*** STORED RECORDS ***

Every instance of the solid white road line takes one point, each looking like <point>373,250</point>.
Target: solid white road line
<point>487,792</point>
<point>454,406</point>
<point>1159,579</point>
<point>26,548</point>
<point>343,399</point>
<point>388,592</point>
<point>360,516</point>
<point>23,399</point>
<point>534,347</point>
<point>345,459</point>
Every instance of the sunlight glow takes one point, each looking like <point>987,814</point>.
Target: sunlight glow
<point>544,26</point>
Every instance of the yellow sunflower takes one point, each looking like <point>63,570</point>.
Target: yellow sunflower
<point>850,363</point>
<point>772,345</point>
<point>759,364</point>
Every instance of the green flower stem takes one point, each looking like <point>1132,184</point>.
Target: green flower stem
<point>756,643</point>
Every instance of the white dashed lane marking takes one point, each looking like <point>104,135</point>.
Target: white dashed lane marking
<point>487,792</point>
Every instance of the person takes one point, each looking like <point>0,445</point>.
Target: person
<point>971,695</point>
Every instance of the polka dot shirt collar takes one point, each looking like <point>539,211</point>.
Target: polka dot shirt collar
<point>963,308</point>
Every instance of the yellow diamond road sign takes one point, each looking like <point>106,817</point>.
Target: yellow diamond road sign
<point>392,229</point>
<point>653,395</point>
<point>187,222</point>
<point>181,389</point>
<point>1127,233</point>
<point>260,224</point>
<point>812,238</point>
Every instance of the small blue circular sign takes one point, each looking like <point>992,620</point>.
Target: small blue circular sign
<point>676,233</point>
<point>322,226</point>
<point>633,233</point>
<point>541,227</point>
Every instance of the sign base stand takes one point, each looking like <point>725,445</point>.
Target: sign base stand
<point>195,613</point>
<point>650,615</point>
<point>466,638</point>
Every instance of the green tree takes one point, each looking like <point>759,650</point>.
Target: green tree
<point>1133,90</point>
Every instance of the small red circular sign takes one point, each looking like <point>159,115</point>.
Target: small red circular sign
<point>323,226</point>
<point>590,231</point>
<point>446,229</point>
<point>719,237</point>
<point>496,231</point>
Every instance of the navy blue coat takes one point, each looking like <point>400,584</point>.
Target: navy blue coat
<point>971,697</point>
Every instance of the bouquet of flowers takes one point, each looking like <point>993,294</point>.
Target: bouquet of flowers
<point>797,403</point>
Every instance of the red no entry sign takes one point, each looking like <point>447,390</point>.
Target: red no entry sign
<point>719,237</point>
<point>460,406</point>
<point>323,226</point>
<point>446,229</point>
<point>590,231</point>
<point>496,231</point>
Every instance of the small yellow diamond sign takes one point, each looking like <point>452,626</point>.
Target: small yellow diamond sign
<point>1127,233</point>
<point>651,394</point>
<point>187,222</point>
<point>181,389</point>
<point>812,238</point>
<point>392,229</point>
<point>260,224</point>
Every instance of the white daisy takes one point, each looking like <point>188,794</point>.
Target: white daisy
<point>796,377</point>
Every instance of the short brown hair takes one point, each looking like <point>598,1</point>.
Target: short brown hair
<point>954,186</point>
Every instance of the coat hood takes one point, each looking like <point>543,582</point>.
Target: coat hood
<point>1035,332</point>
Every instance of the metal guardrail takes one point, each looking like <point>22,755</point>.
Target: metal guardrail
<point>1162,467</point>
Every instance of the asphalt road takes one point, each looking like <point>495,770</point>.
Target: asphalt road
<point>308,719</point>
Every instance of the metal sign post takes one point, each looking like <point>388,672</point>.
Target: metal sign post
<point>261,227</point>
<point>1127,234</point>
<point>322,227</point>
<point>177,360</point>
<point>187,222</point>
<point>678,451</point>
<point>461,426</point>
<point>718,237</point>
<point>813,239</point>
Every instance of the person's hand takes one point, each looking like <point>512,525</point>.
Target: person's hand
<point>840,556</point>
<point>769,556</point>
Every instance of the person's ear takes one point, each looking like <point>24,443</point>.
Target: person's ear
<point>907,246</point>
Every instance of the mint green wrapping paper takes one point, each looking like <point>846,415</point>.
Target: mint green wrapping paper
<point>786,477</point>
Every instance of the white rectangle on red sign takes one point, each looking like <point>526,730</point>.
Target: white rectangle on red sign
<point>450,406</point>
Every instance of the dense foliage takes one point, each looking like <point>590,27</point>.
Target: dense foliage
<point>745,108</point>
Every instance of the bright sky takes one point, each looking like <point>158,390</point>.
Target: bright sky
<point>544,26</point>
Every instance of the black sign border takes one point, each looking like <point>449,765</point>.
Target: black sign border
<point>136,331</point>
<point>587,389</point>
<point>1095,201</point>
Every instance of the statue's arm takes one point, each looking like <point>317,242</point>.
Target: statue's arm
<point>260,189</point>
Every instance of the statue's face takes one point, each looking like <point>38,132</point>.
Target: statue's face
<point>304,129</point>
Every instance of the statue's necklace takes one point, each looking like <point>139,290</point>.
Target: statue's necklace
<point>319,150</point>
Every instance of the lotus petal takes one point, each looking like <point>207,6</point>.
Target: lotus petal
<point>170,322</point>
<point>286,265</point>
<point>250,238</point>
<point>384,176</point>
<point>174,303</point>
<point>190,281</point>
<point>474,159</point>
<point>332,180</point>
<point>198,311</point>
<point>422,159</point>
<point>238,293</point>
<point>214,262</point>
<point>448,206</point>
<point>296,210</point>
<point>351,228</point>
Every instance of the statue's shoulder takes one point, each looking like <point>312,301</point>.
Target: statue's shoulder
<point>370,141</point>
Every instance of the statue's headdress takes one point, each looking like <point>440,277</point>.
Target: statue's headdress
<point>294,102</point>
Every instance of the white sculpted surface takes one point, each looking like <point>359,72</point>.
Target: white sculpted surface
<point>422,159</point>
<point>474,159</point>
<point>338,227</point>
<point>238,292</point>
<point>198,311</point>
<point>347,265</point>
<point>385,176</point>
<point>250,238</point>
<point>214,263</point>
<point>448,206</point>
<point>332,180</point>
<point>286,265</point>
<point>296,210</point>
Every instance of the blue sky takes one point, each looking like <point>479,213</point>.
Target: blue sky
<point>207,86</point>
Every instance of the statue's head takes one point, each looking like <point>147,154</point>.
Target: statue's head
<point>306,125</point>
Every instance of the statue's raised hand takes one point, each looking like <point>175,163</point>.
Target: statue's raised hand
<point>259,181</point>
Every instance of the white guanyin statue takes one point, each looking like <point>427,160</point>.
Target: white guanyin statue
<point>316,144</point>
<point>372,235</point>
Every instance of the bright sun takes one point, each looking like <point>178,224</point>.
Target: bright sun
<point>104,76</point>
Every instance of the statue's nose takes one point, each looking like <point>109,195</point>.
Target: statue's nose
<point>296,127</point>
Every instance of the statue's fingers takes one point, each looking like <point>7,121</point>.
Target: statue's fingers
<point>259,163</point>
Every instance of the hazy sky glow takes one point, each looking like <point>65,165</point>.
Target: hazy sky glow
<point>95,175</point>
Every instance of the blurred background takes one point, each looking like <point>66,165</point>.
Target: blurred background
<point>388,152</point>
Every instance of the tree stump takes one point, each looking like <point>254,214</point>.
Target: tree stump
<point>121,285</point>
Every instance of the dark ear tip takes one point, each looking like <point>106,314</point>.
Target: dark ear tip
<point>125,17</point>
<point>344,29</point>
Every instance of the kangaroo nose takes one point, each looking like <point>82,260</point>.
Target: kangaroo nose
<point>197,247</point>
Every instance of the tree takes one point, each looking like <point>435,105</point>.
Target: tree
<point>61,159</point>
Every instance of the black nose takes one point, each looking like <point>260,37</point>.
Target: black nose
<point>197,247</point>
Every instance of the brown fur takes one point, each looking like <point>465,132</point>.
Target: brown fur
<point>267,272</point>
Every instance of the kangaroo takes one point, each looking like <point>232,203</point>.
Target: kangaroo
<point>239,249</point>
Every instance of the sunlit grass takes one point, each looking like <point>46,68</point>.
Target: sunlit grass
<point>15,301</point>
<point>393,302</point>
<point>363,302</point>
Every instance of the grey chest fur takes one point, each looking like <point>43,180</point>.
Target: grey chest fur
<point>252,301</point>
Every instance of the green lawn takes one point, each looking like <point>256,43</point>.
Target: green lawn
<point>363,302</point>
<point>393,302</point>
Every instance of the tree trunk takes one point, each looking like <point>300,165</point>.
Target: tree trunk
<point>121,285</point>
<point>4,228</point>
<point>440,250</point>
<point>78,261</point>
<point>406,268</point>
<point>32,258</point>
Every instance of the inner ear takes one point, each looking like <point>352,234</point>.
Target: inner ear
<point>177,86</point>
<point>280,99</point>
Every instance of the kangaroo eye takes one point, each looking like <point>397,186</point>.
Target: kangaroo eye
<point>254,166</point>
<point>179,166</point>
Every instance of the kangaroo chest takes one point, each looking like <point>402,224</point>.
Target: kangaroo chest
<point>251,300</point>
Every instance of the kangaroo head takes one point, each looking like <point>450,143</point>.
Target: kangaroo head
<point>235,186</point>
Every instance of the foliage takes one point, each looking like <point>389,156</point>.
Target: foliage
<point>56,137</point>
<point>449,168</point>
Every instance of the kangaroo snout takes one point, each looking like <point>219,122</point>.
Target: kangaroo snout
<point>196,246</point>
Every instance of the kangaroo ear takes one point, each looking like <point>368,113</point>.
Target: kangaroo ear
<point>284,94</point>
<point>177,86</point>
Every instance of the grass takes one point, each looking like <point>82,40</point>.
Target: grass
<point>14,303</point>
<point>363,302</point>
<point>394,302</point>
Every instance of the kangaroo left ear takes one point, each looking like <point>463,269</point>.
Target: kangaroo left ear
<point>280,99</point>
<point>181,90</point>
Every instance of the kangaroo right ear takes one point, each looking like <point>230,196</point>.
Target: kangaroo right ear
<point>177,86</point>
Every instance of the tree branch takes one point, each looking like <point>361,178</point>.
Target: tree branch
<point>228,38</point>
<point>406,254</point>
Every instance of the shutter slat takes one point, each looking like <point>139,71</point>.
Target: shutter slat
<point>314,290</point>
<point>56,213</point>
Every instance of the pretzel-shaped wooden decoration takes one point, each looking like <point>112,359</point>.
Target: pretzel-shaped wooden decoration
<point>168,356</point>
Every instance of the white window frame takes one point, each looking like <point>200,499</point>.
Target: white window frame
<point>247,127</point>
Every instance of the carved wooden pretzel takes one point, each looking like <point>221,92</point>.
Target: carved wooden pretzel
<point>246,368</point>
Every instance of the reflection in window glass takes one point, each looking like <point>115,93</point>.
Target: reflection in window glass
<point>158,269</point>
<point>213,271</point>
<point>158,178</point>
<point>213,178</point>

***

**GIVEN INSTRUCTION**
Everything from the line that contains "Every instance of the white window" through the end of the records must be duplicated exactly, and nothing outside that range.

**TASK OUTPUT**
Every instance of the white window frame takes one point, each looking like <point>200,499</point>.
Target: white window frame
<point>247,127</point>
Every instance of the carved wooden pretzel takes one point, each looking like <point>221,92</point>.
Target: carved wooden pretzel
<point>246,368</point>
Every instance of the reflection in window glass takes one point, each looking like <point>115,93</point>.
Target: reflection in window glass
<point>158,269</point>
<point>213,271</point>
<point>158,178</point>
<point>213,178</point>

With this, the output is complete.